Please copy out, word for word, the stretch from the start of the records through the line containing "88;0;1345;361", including that line.

>>>>

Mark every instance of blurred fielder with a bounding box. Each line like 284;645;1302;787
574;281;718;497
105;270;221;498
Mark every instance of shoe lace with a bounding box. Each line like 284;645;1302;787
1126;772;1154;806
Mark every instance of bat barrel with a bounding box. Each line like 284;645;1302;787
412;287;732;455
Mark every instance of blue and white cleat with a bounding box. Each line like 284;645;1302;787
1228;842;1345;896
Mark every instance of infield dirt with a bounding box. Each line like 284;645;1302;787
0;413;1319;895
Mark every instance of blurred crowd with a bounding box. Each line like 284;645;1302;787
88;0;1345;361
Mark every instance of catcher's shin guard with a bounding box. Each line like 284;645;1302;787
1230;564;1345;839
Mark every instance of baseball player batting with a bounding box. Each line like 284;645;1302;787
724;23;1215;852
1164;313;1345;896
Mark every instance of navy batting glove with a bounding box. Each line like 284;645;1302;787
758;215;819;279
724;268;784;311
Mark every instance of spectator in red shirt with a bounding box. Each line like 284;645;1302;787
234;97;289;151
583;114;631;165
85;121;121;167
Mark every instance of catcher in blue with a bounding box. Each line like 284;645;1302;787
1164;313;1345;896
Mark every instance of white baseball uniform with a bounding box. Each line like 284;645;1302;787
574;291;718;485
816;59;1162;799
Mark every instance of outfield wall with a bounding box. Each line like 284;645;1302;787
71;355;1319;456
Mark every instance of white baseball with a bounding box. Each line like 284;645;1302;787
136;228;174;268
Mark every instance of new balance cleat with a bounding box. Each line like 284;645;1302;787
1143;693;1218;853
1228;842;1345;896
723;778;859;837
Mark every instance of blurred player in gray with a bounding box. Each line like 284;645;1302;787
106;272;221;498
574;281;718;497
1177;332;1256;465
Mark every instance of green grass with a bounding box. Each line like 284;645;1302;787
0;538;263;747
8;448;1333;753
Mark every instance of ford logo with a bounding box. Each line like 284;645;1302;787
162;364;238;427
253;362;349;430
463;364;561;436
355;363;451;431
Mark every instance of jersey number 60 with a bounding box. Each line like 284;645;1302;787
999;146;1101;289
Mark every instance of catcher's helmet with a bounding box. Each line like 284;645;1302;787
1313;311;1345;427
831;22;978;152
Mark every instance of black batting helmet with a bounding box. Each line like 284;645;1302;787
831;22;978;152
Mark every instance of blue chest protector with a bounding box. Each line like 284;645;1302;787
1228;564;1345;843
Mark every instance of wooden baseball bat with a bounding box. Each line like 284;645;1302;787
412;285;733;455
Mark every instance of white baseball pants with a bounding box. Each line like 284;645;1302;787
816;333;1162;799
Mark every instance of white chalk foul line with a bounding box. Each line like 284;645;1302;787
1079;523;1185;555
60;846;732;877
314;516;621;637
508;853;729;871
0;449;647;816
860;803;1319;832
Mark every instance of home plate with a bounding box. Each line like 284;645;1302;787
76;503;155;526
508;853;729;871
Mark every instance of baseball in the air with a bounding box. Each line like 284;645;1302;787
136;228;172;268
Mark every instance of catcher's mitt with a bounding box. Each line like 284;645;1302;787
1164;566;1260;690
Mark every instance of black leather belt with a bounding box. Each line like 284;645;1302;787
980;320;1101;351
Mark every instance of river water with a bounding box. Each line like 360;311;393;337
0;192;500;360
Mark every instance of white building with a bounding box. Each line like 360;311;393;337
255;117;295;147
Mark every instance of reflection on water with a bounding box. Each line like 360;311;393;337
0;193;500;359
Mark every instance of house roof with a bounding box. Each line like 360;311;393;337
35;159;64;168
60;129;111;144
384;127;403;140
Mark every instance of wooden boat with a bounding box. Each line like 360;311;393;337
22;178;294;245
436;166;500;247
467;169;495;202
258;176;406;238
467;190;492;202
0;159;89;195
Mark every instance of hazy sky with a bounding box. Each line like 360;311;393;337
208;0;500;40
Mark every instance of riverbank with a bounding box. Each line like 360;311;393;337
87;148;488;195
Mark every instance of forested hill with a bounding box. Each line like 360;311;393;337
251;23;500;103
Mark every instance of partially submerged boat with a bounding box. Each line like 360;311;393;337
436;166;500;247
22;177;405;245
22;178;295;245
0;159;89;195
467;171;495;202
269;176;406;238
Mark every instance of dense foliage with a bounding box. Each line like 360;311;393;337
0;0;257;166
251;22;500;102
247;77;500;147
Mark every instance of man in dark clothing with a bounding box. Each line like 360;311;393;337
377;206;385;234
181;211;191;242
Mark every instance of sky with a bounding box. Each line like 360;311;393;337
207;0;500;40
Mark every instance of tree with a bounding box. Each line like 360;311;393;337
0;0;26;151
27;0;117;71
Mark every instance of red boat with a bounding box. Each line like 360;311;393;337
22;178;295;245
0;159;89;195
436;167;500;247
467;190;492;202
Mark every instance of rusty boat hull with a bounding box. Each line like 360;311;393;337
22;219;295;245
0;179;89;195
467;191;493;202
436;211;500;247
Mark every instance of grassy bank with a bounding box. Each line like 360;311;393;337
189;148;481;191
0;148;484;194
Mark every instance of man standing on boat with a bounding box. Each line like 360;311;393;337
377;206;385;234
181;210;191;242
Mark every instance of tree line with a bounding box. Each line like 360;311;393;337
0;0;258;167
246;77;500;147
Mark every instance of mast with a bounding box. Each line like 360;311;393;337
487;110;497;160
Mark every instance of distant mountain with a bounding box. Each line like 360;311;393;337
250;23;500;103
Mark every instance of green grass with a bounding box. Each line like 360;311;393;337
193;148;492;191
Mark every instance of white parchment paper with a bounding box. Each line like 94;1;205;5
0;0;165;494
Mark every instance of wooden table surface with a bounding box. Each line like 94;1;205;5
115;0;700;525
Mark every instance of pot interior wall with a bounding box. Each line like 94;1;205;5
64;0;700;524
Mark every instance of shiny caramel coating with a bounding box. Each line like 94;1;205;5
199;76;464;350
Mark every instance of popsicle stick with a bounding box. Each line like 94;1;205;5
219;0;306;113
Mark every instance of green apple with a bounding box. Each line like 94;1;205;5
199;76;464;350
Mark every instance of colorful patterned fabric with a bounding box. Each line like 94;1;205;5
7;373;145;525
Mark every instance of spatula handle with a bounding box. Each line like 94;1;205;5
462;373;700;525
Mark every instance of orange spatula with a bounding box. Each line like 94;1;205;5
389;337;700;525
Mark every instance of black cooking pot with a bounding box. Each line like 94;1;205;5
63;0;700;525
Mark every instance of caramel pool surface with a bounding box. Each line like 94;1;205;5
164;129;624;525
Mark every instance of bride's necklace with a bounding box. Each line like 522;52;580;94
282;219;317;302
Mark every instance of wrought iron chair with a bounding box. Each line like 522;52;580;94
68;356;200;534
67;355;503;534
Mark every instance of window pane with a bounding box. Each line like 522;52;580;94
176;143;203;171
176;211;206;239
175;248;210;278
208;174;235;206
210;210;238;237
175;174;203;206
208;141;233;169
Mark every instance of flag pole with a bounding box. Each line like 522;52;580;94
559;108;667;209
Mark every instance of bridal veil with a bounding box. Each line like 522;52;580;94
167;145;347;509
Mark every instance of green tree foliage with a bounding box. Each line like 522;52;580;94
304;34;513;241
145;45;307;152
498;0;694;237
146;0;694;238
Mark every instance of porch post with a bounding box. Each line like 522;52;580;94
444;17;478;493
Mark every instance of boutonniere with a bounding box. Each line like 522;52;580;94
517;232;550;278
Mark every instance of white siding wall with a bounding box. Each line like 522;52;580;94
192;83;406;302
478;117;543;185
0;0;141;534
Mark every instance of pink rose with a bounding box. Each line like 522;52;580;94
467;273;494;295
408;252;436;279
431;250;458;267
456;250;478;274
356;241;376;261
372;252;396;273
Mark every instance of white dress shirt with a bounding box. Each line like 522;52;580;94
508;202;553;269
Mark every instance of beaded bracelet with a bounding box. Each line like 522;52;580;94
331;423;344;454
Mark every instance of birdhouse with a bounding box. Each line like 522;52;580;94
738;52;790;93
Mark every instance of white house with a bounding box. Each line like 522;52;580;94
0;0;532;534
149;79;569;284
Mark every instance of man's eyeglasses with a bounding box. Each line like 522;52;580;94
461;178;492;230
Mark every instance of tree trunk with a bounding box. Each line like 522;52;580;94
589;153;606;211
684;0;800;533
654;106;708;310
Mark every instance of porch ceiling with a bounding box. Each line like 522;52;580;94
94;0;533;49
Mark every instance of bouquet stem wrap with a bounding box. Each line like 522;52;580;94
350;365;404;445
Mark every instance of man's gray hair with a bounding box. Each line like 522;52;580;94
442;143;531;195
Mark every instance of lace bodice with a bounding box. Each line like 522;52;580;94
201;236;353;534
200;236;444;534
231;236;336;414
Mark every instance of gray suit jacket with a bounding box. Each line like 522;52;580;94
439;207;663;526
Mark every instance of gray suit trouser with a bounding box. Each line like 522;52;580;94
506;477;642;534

<<<<

◆ **Exercise answer**:
Mark every instance of blurred fielder with a bounding box. Each line like 284;645;1302;787
574;281;718;497
105;270;221;498
Mark every instance of shoe lace with a bounding box. Each line like 284;645;1302;787
1126;772;1154;806
Mark every instance of bat barrel with a bounding box. Each line like 284;645;1302;787
412;287;732;455
Mark every instance of blue and white cleat with a bounding box. Each line like 284;645;1302;787
1228;842;1345;896
Mark every instance of infield dirt with a bounding box. Each line like 284;645;1302;787
0;413;1319;895
Mark every instance of blurred crowd with a bounding box. Each line like 284;645;1302;787
88;0;1345;361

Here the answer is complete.